[EXTRACTED RECORDS]
--------------------------------------------------

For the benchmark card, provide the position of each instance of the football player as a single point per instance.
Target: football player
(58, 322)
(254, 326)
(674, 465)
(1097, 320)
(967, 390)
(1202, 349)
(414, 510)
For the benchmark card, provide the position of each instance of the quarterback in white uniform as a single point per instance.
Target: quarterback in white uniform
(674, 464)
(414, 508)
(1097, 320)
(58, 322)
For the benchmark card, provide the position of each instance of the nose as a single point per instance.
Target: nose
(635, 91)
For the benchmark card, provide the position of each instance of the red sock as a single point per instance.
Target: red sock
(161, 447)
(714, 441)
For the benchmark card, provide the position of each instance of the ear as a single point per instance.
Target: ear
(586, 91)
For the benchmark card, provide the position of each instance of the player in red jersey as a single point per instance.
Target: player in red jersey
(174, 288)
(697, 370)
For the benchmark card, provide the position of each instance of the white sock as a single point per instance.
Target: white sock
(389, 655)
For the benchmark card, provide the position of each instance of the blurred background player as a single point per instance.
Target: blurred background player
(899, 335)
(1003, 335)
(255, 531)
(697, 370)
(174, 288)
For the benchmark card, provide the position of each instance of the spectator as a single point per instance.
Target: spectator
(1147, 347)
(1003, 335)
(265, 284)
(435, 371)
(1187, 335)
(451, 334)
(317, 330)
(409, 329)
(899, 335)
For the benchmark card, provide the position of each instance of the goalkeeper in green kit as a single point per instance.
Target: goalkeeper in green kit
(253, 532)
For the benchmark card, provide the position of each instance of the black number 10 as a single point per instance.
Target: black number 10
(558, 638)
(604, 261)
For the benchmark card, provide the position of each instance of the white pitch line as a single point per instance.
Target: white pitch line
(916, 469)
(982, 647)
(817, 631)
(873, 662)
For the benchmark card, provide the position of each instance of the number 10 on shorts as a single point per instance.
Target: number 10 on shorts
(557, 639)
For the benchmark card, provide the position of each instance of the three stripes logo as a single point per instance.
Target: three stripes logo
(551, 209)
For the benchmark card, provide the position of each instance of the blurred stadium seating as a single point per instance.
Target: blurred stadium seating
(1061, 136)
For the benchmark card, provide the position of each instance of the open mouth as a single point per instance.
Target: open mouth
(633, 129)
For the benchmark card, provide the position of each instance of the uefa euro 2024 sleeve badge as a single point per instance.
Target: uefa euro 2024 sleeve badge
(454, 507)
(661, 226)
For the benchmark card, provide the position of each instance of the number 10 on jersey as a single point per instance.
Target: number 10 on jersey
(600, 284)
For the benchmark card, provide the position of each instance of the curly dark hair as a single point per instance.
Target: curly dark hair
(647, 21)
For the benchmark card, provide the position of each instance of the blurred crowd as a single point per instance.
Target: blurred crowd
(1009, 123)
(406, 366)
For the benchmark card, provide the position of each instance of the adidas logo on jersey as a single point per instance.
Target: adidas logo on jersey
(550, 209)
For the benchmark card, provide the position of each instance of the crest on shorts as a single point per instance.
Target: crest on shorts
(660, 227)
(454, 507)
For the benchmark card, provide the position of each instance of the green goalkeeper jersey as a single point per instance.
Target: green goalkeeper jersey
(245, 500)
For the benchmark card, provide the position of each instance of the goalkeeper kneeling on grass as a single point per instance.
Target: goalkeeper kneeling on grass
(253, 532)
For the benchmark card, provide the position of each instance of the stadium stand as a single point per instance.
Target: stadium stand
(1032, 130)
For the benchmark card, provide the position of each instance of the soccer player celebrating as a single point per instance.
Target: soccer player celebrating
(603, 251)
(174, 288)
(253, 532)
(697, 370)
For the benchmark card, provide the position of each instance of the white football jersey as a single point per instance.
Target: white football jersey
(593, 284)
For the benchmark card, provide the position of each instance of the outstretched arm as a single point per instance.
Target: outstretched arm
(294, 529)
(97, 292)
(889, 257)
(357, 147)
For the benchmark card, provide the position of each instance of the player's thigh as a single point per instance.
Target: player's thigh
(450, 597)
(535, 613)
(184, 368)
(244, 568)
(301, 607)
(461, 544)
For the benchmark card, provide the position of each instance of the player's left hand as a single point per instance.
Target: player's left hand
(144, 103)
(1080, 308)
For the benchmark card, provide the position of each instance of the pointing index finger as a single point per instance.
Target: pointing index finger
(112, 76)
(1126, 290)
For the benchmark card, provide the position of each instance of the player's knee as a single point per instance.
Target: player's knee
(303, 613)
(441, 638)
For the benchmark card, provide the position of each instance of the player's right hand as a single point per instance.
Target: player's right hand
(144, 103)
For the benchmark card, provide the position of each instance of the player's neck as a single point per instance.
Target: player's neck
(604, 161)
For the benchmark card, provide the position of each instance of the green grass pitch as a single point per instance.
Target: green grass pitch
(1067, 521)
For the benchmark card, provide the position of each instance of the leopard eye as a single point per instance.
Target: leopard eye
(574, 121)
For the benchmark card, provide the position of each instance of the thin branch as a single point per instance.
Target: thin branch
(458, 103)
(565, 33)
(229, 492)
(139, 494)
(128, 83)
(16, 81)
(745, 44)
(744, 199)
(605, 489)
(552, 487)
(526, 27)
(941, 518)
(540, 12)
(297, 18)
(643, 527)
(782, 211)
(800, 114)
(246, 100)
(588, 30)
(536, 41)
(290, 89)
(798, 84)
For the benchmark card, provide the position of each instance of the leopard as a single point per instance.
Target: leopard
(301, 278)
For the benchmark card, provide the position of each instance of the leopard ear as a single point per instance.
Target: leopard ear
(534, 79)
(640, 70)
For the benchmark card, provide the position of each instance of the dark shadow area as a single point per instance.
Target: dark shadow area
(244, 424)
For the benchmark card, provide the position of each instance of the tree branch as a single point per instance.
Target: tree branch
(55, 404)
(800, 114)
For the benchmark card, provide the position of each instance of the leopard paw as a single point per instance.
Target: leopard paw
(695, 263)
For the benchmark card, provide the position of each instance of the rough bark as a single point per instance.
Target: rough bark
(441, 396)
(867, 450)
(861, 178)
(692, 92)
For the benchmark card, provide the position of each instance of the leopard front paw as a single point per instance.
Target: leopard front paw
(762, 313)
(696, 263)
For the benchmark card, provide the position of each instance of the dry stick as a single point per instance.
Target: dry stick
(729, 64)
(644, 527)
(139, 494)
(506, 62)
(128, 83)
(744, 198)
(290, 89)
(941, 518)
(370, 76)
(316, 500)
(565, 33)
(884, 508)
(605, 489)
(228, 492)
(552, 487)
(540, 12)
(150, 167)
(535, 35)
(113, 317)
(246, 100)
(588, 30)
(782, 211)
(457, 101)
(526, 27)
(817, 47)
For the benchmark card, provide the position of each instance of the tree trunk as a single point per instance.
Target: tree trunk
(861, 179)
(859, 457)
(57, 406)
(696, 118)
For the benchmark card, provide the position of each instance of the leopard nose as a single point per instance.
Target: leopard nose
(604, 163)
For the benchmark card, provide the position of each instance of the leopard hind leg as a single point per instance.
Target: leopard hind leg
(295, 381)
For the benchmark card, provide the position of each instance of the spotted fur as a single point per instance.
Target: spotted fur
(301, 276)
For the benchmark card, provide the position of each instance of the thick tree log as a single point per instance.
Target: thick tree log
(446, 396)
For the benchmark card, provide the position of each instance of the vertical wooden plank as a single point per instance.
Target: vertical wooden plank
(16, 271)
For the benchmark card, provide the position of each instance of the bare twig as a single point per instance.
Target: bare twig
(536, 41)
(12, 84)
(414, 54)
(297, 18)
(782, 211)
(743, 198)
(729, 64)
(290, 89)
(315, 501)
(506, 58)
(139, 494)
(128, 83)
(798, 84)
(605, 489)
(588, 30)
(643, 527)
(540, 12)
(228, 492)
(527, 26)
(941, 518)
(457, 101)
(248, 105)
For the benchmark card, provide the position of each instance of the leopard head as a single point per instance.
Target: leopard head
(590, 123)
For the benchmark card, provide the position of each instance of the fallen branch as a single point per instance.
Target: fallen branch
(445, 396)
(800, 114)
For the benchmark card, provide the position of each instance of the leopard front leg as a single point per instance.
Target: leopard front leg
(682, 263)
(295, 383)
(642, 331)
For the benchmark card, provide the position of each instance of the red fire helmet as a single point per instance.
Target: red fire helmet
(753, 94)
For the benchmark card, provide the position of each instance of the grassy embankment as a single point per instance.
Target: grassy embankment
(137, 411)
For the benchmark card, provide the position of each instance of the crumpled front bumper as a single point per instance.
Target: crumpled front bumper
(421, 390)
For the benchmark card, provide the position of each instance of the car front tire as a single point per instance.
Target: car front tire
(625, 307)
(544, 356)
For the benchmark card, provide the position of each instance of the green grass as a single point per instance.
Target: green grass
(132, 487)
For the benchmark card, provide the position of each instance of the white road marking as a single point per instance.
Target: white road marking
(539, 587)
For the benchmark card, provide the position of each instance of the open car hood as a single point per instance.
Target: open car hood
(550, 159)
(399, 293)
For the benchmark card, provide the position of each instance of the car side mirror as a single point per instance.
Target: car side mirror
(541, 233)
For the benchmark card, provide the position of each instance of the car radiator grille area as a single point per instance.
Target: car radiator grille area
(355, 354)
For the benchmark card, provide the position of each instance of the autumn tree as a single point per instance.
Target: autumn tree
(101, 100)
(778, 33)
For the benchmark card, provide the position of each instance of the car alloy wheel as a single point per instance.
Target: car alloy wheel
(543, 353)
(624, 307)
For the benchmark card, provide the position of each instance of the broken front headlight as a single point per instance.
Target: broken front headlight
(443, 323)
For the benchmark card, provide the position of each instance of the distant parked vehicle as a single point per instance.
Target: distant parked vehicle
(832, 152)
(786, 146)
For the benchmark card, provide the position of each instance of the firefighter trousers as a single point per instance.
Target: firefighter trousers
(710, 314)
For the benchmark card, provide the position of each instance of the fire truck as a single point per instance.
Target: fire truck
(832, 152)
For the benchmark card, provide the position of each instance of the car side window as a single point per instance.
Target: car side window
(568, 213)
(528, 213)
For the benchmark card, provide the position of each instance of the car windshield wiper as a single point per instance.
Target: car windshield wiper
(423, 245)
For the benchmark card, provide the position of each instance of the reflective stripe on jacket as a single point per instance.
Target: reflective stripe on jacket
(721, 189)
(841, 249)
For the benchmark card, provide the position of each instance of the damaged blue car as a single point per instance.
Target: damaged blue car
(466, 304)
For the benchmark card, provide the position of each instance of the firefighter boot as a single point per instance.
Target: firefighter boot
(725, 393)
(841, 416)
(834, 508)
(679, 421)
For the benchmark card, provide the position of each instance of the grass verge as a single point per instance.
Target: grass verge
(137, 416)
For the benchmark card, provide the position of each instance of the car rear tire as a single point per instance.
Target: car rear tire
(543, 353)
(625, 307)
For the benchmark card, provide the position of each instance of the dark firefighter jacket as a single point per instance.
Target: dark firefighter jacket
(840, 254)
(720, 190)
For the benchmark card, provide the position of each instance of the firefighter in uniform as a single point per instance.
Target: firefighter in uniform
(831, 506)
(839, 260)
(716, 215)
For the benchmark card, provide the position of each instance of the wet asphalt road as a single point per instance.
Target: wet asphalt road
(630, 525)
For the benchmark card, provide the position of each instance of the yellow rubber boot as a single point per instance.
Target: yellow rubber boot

--------------------------------------------------

Copy the rows above word for word, starting at the line that contains "road as a single point per instance." and ending at the final line of the rows.

[REPLY TO THE TASK]
For the benchmark card, provide the position of each instance of the wet asphalt road as a single point per instance.
Target: wet asphalt road
(630, 525)
For the benchmark card, provide the position of each instance of the yellow rubber boot as a single point per instance.
Target: yellow rubber boot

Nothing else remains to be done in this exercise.